### Work instructions
Please put every line of the items below into a numbered list, omitting any blank lines.

Excerpts from a dataset on object pointing:
------
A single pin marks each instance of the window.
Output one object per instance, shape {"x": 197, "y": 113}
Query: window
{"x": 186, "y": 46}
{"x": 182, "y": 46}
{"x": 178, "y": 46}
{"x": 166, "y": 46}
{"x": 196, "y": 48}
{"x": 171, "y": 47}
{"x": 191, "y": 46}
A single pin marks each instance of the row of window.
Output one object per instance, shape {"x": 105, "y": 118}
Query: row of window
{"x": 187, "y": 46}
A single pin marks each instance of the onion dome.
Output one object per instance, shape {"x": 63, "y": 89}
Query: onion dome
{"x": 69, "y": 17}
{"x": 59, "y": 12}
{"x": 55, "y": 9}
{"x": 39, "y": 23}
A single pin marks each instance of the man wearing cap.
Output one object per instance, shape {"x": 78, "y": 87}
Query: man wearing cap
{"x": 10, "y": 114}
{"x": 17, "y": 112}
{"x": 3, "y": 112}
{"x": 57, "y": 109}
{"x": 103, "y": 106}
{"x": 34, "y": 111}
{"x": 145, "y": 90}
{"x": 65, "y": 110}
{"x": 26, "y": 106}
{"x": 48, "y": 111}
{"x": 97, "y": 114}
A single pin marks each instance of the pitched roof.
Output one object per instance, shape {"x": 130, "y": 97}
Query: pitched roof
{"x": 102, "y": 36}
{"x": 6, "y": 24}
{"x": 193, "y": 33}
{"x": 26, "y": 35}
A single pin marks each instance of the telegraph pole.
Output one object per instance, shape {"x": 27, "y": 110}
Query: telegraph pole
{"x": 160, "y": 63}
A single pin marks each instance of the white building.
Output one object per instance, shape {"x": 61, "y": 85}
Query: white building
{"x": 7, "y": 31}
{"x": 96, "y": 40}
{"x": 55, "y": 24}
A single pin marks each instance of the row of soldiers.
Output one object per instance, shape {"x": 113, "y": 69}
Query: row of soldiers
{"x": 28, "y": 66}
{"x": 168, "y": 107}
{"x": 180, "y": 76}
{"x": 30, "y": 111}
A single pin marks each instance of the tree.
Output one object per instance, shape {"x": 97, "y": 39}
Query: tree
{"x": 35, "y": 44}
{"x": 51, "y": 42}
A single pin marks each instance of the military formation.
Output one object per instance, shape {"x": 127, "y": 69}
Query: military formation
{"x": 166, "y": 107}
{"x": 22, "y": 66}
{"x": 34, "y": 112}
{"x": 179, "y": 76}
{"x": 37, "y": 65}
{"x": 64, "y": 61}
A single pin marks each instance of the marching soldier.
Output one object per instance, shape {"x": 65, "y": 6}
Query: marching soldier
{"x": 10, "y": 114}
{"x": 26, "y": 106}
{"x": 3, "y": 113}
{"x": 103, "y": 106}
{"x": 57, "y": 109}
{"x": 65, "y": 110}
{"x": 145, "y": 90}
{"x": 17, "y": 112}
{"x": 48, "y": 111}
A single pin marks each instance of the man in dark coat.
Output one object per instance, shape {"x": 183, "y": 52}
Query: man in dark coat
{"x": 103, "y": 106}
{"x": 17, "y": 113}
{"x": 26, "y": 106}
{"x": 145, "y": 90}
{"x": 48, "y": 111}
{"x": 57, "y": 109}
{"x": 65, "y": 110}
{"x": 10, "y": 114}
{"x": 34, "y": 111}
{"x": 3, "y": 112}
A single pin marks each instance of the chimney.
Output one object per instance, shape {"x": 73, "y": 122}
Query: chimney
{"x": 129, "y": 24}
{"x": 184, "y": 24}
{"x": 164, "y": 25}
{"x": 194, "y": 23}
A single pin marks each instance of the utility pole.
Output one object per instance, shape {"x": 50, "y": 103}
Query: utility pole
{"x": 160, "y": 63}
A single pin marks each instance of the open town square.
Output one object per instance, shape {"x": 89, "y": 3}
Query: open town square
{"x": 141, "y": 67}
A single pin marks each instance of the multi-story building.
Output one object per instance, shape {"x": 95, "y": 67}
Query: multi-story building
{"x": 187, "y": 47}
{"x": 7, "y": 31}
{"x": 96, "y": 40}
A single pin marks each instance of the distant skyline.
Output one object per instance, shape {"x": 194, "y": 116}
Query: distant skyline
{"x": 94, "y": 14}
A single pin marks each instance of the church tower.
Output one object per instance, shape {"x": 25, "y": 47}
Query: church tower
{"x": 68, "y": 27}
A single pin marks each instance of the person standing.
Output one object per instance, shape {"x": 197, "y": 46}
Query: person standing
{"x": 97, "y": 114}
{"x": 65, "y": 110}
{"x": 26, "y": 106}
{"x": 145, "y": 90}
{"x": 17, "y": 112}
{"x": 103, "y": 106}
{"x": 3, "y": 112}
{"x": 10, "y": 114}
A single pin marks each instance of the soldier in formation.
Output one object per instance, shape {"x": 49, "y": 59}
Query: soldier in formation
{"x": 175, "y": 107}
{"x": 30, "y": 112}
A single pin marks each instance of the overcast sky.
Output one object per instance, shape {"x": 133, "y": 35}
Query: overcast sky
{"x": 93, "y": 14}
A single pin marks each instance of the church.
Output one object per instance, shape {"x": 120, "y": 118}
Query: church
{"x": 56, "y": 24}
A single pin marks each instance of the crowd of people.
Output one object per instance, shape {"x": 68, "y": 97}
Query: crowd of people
------
### Solution to the problem
1. A single pin marks each instance of the window.
2. Output one object per instance, shape {"x": 197, "y": 113}
3. Query: window
4. {"x": 186, "y": 46}
5. {"x": 182, "y": 46}
6. {"x": 178, "y": 46}
7. {"x": 166, "y": 46}
8. {"x": 196, "y": 48}
9. {"x": 171, "y": 47}
10. {"x": 191, "y": 46}
11. A single pin marks each instance of the row of window.
12. Output one object per instance, shape {"x": 105, "y": 118}
13. Query: row of window
14. {"x": 187, "y": 46}
15. A single pin marks each instance of the onion dome.
16. Output one object per instance, shape {"x": 63, "y": 89}
17. Query: onion dome
18. {"x": 69, "y": 17}
19. {"x": 59, "y": 12}
20. {"x": 55, "y": 9}
21. {"x": 39, "y": 23}
22. A single pin marks each instance of the man wearing cap.
23. Output one object per instance, shape {"x": 78, "y": 87}
24. Query: man wearing cap
25. {"x": 10, "y": 114}
26. {"x": 17, "y": 112}
27. {"x": 3, "y": 112}
28. {"x": 57, "y": 109}
29. {"x": 103, "y": 106}
30. {"x": 34, "y": 111}
31. {"x": 145, "y": 90}
32. {"x": 65, "y": 110}
33. {"x": 26, "y": 106}
34. {"x": 48, "y": 111}
35. {"x": 97, "y": 114}
36. A single pin marks each instance of the pitched roof.
37. Output one object per instance, shape {"x": 130, "y": 97}
38. Query: pitched roof
39. {"x": 102, "y": 36}
40. {"x": 6, "y": 24}
41. {"x": 193, "y": 33}
42. {"x": 26, "y": 35}
43. A single pin marks each instance of the telegraph pole.
44. Output one object per instance, shape {"x": 27, "y": 110}
45. Query: telegraph pole
46. {"x": 160, "y": 63}
47. A single pin marks each instance of the white building.
48. Output one object per instance, shape {"x": 61, "y": 85}
49. Query: white building
50. {"x": 7, "y": 31}
51. {"x": 96, "y": 40}
52. {"x": 55, "y": 24}
53. A single pin marks each instance of the row of soldiers.
54. Output one object per instance, shape {"x": 113, "y": 69}
55. Query: row of soldiers
56. {"x": 28, "y": 66}
57. {"x": 168, "y": 107}
58. {"x": 180, "y": 76}
59. {"x": 30, "y": 111}
60. A single pin marks each instance of the tree.
61. Output one object per instance, shape {"x": 97, "y": 39}
62. Query: tree
63. {"x": 35, "y": 44}
64. {"x": 51, "y": 42}
65. A single pin marks each instance of the military formation.
66. Output one object per instance, shape {"x": 127, "y": 69}
67. Query: military formation
68. {"x": 166, "y": 107}
69. {"x": 22, "y": 66}
70. {"x": 34, "y": 112}
71. {"x": 179, "y": 76}
72. {"x": 37, "y": 65}
73. {"x": 64, "y": 61}
74. A single pin marks each instance of the marching soldier.
75. Output one object per instance, shape {"x": 65, "y": 6}
76. Query: marching soldier
77. {"x": 10, "y": 114}
78. {"x": 26, "y": 106}
79. {"x": 3, "y": 113}
80. {"x": 103, "y": 106}
81. {"x": 57, "y": 109}
82. {"x": 65, "y": 110}
83. {"x": 145, "y": 90}
84. {"x": 17, "y": 112}
85. {"x": 48, "y": 111}
86. A single pin marks each instance of the man in dark coat.
87. Output one object per instance, shape {"x": 183, "y": 52}
88. Query: man in dark coat
89. {"x": 103, "y": 106}
90. {"x": 17, "y": 113}
91. {"x": 26, "y": 106}
92. {"x": 145, "y": 90}
93. {"x": 48, "y": 111}
94. {"x": 57, "y": 109}
95. {"x": 65, "y": 110}
96. {"x": 10, "y": 114}
97. {"x": 34, "y": 111}
98. {"x": 3, "y": 112}
99. A single pin marks each instance of the chimney.
100. Output one object per instance, shape {"x": 73, "y": 122}
101. Query: chimney
102. {"x": 129, "y": 24}
103. {"x": 184, "y": 24}
104. {"x": 164, "y": 25}
105. {"x": 194, "y": 23}
106. A single pin marks each instance of the utility pole.
107. Output one object per instance, shape {"x": 50, "y": 103}
108. Query: utility pole
109. {"x": 160, "y": 63}
110. A single pin marks each instance of the open town square.
111. Output one object per instance, shape {"x": 89, "y": 3}
112. Query: open town square
113. {"x": 141, "y": 67}
114. A single pin marks each instance of the multi-story building.
115. Output one object per instance, shape {"x": 95, "y": 67}
116. Query: multi-story building
117. {"x": 187, "y": 47}
118. {"x": 7, "y": 31}
119. {"x": 96, "y": 40}
120. A single pin marks each instance of the distant skyline.
121. Output one object per instance, shape {"x": 194, "y": 116}
122. Query: distant skyline
123. {"x": 94, "y": 14}
124. A single pin marks each instance of the church tower.
125. Output one object per instance, shape {"x": 25, "y": 47}
126. Query: church tower
127. {"x": 68, "y": 27}
128. A single pin marks each instance of the person standing.
129. Output one object per instance, shape {"x": 197, "y": 46}
130. Query: person standing
131. {"x": 97, "y": 114}
132. {"x": 65, "y": 110}
133. {"x": 26, "y": 106}
134. {"x": 145, "y": 90}
135. {"x": 17, "y": 112}
136. {"x": 103, "y": 106}
137. {"x": 3, "y": 112}
138. {"x": 10, "y": 114}
139. A single pin marks each instance of the soldier in formation.
140. Output one object per instance, shape {"x": 49, "y": 59}
141. Query: soldier in formation
142. {"x": 175, "y": 107}
143. {"x": 30, "y": 112}
144. A single pin marks each instance of the overcast sky.
145. Output one object per instance, shape {"x": 133, "y": 35}
146. Query: overcast sky
147. {"x": 93, "y": 14}
148. A single pin marks each instance of the church.
149. Output one object per instance, shape {"x": 120, "y": 118}
150. Query: church
151. {"x": 56, "y": 24}
152. A single pin marks each instance of the crowd of people.
153. Output one object per instance, shape {"x": 68, "y": 97}
154. Query: crowd of people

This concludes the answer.